◆ Material provided
(begin)

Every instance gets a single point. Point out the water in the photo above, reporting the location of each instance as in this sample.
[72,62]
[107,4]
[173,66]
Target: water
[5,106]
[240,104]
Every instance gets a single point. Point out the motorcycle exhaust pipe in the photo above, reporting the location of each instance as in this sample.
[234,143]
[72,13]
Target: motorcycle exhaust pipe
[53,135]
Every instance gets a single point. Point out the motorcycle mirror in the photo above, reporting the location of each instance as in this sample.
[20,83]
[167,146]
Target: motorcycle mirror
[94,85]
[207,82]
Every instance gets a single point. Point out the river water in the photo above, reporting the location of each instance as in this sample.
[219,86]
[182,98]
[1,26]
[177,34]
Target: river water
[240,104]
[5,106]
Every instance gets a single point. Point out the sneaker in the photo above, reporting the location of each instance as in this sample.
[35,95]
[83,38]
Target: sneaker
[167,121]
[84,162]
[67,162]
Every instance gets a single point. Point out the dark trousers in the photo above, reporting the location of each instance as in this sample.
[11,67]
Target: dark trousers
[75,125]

(end)

◆ What is required
Reproduce every one of the records above word for word, changing nothing.

◆ Answer for this exercise
Every instance gets a single point. Point out the water in the photo above, reporting the location of each instance as in this sample.
[72,62]
[107,4]
[173,66]
Target: water
[5,106]
[240,104]
Every instance gets a single point. Point out the motorcycle exhaust pipe in the photo above, reporting the location of each instance as in this sample.
[234,143]
[72,13]
Target: motorcycle exhaust pipe
[53,135]
Every instance gets a single point. Point out the motorcycle mirror in the photo above, reporting the location of each instance as in this sample.
[20,83]
[167,146]
Target: motorcycle mirror
[94,85]
[207,82]
Every instance gets a single point. Point out the river water in the photo above, reporting the location of each instance as in this sample.
[219,86]
[182,98]
[1,26]
[177,34]
Target: river water
[240,104]
[5,106]
Every instance gets a single point. Point out the sneaker in the photo above, reporting the location of each instance as in this sample.
[35,95]
[83,38]
Target: sneaker
[167,121]
[84,162]
[67,162]
Every instance gets a single point. Point out the dark trousers in the photo above, reporting the location of each instance as in this sample.
[11,67]
Target: dark trousers
[75,125]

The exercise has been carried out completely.